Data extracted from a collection
[Start of section]
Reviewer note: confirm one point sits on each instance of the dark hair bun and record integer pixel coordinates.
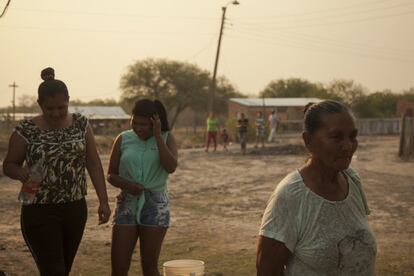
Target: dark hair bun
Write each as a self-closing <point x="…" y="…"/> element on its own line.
<point x="307" y="107"/>
<point x="48" y="74"/>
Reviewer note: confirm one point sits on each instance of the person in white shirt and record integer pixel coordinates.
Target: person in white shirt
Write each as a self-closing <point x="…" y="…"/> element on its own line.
<point x="272" y="122"/>
<point x="315" y="223"/>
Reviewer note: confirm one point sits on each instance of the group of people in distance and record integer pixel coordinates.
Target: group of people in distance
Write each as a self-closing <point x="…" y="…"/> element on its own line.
<point x="315" y="222"/>
<point x="242" y="125"/>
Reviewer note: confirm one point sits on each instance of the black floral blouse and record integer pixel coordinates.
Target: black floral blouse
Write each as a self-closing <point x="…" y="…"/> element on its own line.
<point x="62" y="155"/>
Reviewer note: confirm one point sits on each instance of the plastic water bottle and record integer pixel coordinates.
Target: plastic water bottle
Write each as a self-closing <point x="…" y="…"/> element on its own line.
<point x="28" y="191"/>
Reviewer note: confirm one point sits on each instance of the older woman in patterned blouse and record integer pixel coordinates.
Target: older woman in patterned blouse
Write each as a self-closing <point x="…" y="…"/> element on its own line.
<point x="62" y="145"/>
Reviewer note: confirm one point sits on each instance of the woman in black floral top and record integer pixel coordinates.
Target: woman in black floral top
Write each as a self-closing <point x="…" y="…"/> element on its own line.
<point x="63" y="145"/>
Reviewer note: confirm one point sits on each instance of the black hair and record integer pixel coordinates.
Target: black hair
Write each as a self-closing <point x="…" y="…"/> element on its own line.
<point x="147" y="108"/>
<point x="313" y="113"/>
<point x="50" y="87"/>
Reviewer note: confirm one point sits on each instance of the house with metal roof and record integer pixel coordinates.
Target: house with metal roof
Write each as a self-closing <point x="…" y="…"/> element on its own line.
<point x="100" y="112"/>
<point x="287" y="109"/>
<point x="104" y="119"/>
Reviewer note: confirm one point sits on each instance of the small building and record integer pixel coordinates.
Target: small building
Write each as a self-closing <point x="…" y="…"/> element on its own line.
<point x="104" y="119"/>
<point x="287" y="109"/>
<point x="405" y="108"/>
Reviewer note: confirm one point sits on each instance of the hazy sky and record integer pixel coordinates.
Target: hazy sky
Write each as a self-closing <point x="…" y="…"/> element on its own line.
<point x="91" y="43"/>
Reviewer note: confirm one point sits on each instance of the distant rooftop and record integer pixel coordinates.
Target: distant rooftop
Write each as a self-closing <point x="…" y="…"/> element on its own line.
<point x="276" y="102"/>
<point x="100" y="112"/>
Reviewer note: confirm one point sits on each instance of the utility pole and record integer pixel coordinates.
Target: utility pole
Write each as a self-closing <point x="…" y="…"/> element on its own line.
<point x="213" y="81"/>
<point x="14" y="85"/>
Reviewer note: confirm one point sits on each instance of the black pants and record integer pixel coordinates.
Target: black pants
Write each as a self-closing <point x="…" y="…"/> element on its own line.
<point x="53" y="233"/>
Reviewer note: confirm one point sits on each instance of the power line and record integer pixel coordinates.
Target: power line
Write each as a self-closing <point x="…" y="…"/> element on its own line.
<point x="315" y="48"/>
<point x="135" y="16"/>
<point x="324" y="40"/>
<point x="339" y="10"/>
<point x="208" y="45"/>
<point x="101" y="31"/>
<point x="5" y="8"/>
<point x="331" y="23"/>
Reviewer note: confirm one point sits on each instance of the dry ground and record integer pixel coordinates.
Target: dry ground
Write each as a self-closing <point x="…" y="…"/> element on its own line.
<point x="217" y="200"/>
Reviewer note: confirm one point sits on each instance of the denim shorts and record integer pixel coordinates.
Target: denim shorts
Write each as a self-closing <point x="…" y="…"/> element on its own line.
<point x="154" y="212"/>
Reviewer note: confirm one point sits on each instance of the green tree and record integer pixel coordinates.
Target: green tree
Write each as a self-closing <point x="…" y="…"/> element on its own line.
<point x="178" y="85"/>
<point x="377" y="105"/>
<point x="346" y="90"/>
<point x="295" y="88"/>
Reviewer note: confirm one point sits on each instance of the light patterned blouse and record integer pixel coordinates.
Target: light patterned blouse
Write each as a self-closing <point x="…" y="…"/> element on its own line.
<point x="61" y="153"/>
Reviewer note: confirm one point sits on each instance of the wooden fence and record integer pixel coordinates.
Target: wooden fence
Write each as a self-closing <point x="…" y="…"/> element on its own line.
<point x="407" y="137"/>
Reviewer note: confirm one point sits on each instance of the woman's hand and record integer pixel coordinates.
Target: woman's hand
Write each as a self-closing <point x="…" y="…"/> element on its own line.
<point x="156" y="125"/>
<point x="104" y="212"/>
<point x="135" y="189"/>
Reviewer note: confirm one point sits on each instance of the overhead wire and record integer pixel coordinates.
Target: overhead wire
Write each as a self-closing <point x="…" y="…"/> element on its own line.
<point x="5" y="9"/>
<point x="327" y="41"/>
<point x="283" y="40"/>
<point x="331" y="12"/>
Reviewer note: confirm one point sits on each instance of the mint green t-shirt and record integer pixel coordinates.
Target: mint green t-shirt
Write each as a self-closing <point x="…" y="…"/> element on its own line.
<point x="140" y="163"/>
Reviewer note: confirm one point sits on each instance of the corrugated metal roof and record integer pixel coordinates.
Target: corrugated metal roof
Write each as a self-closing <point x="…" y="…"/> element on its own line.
<point x="275" y="101"/>
<point x="100" y="112"/>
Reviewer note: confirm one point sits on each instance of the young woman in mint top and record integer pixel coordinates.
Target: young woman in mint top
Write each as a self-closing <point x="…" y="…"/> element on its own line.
<point x="62" y="144"/>
<point x="141" y="160"/>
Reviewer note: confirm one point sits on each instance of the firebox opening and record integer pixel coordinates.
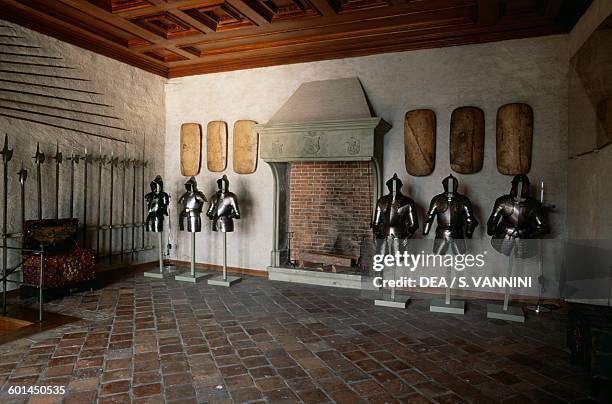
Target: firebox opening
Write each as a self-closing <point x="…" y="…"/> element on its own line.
<point x="330" y="208"/>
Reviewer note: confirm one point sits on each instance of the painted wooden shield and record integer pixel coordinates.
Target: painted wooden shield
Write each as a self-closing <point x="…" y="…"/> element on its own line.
<point x="216" y="146"/>
<point x="466" y="144"/>
<point x="191" y="149"/>
<point x="245" y="145"/>
<point x="514" y="138"/>
<point x="420" y="142"/>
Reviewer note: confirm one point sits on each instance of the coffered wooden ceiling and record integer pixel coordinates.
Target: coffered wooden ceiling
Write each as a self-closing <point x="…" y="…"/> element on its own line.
<point x="184" y="37"/>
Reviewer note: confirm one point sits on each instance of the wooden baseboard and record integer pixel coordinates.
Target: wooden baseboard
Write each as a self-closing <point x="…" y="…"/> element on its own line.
<point x="483" y="295"/>
<point x="219" y="268"/>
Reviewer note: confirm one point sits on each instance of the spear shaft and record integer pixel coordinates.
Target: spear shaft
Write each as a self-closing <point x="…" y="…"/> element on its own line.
<point x="101" y="162"/>
<point x="39" y="158"/>
<point x="87" y="158"/>
<point x="7" y="154"/>
<point x="113" y="161"/>
<point x="134" y="209"/>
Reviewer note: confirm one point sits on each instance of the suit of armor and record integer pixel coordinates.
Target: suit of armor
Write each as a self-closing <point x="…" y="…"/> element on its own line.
<point x="395" y="216"/>
<point x="157" y="206"/>
<point x="191" y="203"/>
<point x="516" y="218"/>
<point x="223" y="207"/>
<point x="456" y="220"/>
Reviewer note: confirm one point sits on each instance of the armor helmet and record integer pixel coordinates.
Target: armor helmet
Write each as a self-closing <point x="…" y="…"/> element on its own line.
<point x="191" y="185"/>
<point x="520" y="188"/>
<point x="223" y="183"/>
<point x="450" y="184"/>
<point x="157" y="185"/>
<point x="394" y="184"/>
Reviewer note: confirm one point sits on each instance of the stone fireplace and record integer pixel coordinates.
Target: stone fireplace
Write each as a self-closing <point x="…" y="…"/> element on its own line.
<point x="324" y="147"/>
<point x="330" y="207"/>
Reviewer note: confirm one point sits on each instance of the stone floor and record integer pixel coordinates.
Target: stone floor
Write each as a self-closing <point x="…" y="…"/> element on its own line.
<point x="147" y="340"/>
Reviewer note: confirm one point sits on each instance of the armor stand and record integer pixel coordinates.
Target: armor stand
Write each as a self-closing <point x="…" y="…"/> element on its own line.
<point x="224" y="280"/>
<point x="192" y="275"/>
<point x="505" y="311"/>
<point x="447" y="305"/>
<point x="399" y="301"/>
<point x="162" y="272"/>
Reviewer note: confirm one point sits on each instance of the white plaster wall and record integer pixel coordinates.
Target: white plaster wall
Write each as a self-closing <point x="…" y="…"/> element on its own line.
[End of section]
Return only the stretch above from the line containing "wire and record integer pixel coordinates." through the line containing "Target: firebox opening", word for word and without pictures.

Solution to the problem
Reviewer note: confirm one point sits on each instance of the overhead wire and record integer pixel coordinates.
Target: overhead wire
Write each as a self-closing <point x="…" y="…"/> element on its own line.
<point x="5" y="9"/>
<point x="327" y="41"/>
<point x="283" y="40"/>
<point x="331" y="12"/>
Reviewer note: confirm one point sits on each instance of the mint green t-shirt and record integer pixel coordinates.
Target: mint green t-shirt
Write each as a self-closing <point x="…" y="…"/> element on its own line.
<point x="140" y="163"/>
Reviewer note: confirm one point sits on each instance of the corrugated metal roof and record integer pixel coordinates.
Target: corrugated metal roof
Write each as a self-closing <point x="…" y="…"/> element on its own line.
<point x="275" y="101"/>
<point x="100" y="112"/>
Reviewer note: confirm one point sits on each instance of the young woman in mint top and record integer pixel coordinates.
Target: young woman in mint top
Write each as a self-closing <point x="…" y="…"/> element on its own line.
<point x="62" y="144"/>
<point x="141" y="160"/>
Reviewer note: confirm one point sits on each instance of the firebox opening and record integer pixel coordinates.
Target: firebox opening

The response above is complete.